▸ Task instructions
Every record that appears below should be transcribed exactly.

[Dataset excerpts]
--- START ---

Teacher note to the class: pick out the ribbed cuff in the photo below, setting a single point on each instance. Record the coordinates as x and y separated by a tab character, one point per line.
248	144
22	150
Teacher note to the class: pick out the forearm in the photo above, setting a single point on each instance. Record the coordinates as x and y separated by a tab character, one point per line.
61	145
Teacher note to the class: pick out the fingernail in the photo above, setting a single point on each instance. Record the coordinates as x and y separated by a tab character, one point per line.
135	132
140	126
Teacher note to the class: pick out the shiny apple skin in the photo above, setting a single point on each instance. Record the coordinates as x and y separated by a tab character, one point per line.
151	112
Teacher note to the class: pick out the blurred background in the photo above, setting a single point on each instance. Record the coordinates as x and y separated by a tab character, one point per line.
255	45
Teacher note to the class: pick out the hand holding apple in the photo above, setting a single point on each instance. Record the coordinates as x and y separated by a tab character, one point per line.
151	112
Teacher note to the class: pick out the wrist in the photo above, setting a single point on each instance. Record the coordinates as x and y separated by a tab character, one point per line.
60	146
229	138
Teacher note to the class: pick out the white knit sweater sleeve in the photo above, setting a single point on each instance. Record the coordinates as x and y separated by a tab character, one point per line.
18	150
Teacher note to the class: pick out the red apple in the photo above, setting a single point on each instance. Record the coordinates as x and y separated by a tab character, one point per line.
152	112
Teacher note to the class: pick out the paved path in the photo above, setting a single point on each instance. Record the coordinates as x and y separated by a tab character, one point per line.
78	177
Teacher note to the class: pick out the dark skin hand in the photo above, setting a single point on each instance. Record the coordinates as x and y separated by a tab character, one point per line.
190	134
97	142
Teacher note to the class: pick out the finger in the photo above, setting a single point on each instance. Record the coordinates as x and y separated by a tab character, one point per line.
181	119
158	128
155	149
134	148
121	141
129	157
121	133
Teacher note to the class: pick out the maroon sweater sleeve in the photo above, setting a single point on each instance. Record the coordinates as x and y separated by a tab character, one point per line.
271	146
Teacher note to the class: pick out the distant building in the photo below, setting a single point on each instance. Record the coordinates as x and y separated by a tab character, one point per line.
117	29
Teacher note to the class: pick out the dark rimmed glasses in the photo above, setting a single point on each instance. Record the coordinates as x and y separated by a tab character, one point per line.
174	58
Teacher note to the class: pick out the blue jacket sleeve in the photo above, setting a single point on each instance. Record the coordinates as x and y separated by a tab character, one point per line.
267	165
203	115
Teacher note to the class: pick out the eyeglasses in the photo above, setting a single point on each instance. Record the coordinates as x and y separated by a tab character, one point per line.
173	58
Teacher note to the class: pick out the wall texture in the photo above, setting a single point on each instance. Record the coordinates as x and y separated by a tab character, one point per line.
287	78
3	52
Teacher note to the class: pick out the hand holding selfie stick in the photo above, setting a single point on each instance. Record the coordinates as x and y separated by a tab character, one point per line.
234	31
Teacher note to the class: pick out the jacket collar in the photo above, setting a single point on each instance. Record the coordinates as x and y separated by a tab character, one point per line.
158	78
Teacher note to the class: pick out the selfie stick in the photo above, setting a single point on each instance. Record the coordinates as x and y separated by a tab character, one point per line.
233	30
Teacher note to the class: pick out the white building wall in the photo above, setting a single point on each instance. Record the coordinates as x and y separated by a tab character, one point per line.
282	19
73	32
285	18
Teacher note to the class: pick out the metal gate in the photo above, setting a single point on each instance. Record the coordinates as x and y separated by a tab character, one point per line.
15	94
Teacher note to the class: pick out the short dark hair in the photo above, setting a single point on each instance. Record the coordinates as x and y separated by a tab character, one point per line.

--- END ---

▸ Result of the exercise
Teacher note to the class: pick out the ribbed cuff in the photo below, setting a single point on each instance. Record the coordinates as x and y separated by a tab character, one point per line.
248	144
22	150
Teacher note to the class: pick out the forearm in the photo above, setting a single point on each instance. Record the coordinates as x and y separated by a tab character, one point per line.
61	145
Teacher note to the class: pick out the fingernail in the photo above, setting a single point on each instance. Record the coordinates as x and y separated by a tab character, one point per line.
135	132
140	126
Teacher note to the class: pick out the shiny apple skin in the photo above, setting a single point on each instance. Record the coordinates as x and y separated by a tab character, one point per line.
151	112
Teacher note to the class: pick out the blurred background in the photo above, setting a single point on each instance. Record the coordinates as x and y separated by a tab character, one point per line.
255	45
Teacher note to the class: pick out the hand holding apple in the photo above, setting a single point on each instance. Record the coordinates as x and y separated by a tab character, one point per line.
151	112
Teacher note to the class: pick out the wrist in the photo above, setting a single point on each instance. Record the coordinates as x and y separated by a tab character, one point per line.
60	146
229	138
Teacher note to the class: pick out the white knit sweater sleeve in the photo above, setting a single point on each instance. Record the coordinates as x and y separated by a tab character, one point per line.
18	150
Teacher note to the class: pick out the red apple in the photo above, setting a single point on each instance. Record the coordinates as x and y separated by a tab character, one point per line.
152	112
Teacher note to the class: pick out the paved path in the photo above, setting a single point on each instance. Record the coordinates as x and y separated by a tab character, one point per line.
78	177
Teacher note to the class: pick out the dark skin hand in the photo above, setting a single point on each instance. Record the coordinates as x and y separated by a tab character, one point per line.
190	134
97	142
Teacher note to the class: pick out the finger in the photo above, setting a single point on each instance. Record the coordinates as x and y separated by a tab character, one point per line.
181	119
158	128
155	149
134	148
121	141
129	157
121	133
Teacher note to the class: pick out the maroon sweater sleeve in the photo above, setting a single point on each instance. Record the coordinates as x and y separated by a tab character, one point per line.
271	146
Teacher note to the class: pick out the distant building in the photo below, setting a single point on each instance. Record the coordinates as x and y separated by a tab character, one point per line.
117	29
Teacher note to the class: pick out the dark rimmed glasses in the photo above, setting a single point on each instance. Record the coordinates as x and y separated by a tab character, one point per line.
174	58
Teacher note to the class: pick out the blue jacket sleeve in the photo above, setting a single point on each instance. Record the coordinates as x and y separated by a tab character, one point per line.
267	165
203	115
Teacher note to the class: pick out the eyeglasses in the photo above, setting a single point on each instance. Record the coordinates as x and y separated by a tab character, one point per line.
173	58
Teacher note to the class: pick out the wall texture in the photo above, setting a single point on each instance. Record the coordinates as x and y separated by a tab character, one point per line.
287	78
3	52
Teacher note to the class: pick out the hand holding selfie stick in the photo above, setting a single point on each instance. Record the coordinates as x and y separated by a tab character, one point per line.
234	31
Teacher note to the class: pick out the jacket collar in the photo above, setting a single point on each instance. Record the coordinates as x and y separated by a tab character, one point per line.
158	78
Teacher note to the class: pick out the selfie stick in the photo above, setting a single point on each instance. Record the coordinates as x and y separated by a tab character, one point per line.
233	30
Teacher note to the class: pick out the white building wall in the photo above, setting a single point on each instance. Record the coordinates as x and y separated by a tab character, one point per line.
282	19
73	32
285	18
Teacher note to the class: pick out the metal gate in the photo above, setting a single point on each instance. Record the coordinates as x and y separated by a tab character, one point per line.
15	94
Teacher note to the class: pick out the short dark hair in the photo above, setting a single point on each instance. Record the coordinates as x and y separated by a tab character, one point per line.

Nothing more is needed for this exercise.